- [Amaç] Aşağıdaki listenin tamamını satır satır, harfi harfine yeniden yazın. Resimleri cevabınıza almayın.

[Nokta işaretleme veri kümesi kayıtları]

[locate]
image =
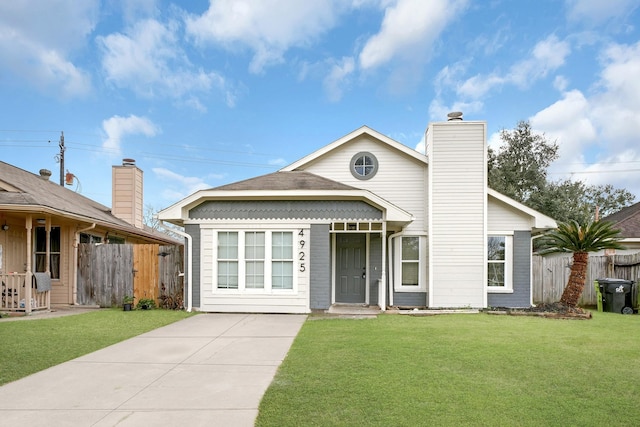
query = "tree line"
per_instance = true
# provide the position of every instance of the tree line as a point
(518, 169)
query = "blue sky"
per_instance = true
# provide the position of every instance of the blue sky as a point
(223, 90)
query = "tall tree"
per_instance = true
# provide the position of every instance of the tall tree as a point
(579, 239)
(518, 169)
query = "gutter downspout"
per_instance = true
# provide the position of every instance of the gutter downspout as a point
(75, 260)
(531, 269)
(391, 261)
(188, 264)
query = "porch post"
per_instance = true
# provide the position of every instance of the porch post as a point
(28, 275)
(382, 287)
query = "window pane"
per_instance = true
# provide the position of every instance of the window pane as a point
(282, 275)
(410, 248)
(227, 274)
(410, 273)
(496, 274)
(254, 245)
(282, 245)
(496, 248)
(54, 251)
(254, 277)
(227, 245)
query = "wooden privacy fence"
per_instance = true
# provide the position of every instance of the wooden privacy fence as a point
(106, 273)
(550, 274)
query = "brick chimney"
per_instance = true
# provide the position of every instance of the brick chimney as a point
(126, 193)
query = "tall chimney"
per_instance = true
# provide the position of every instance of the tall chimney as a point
(45, 174)
(126, 193)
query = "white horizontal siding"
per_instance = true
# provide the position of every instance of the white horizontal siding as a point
(457, 236)
(400, 179)
(502, 217)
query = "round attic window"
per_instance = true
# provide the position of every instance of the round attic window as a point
(364, 165)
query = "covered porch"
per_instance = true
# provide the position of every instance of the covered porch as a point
(26, 252)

- [Alıştırma cevabı]
[locate]
image =
query = "tree line"
per_instance = true
# provide the position of every instance of the tree line as a point
(518, 169)
query = "blue sky"
per_instance = true
# provide the position of every instance of the blue sky as a point
(223, 90)
query = "tall tree"
per_instance = true
# provide the position of every instance of the tall tree as a point
(579, 239)
(518, 169)
query = "gutter downspout"
per_instance = true
# provide the position of every instance of the gutter downspout as a point
(75, 260)
(531, 269)
(391, 261)
(188, 264)
query = "porch post"
per_instance = true
# provide the position of every instance of the porch post as a point
(28, 275)
(382, 287)
query = "window pane"
per_instance = true
# provide the position of every instance of the window pane as a point
(282, 275)
(410, 248)
(227, 274)
(410, 273)
(496, 274)
(254, 245)
(282, 245)
(496, 248)
(54, 251)
(254, 277)
(227, 245)
query = "wooden privacy fence"
per_instance = true
# provide the position of every instance of the wooden privacy fence as a point
(106, 273)
(550, 274)
query = "brick chimney"
per_instance = true
# provide the position of every instance of the brick chimney as a point
(126, 193)
query = "tall chimney"
per_instance = true
# provide the position of every instance of the tall chimney as a point
(45, 174)
(126, 193)
query = "white horizontal siding"
per_instance = true
# provide the position of every instance of the white horizontal siding as a point
(457, 236)
(400, 179)
(502, 217)
query = "round attic window"
per_instance = true
# provide the position of every instance of the round attic window as a point
(364, 165)
query = "covered porch"
per_instance = true
# provide the position of every instance of the covered porch as a point
(26, 252)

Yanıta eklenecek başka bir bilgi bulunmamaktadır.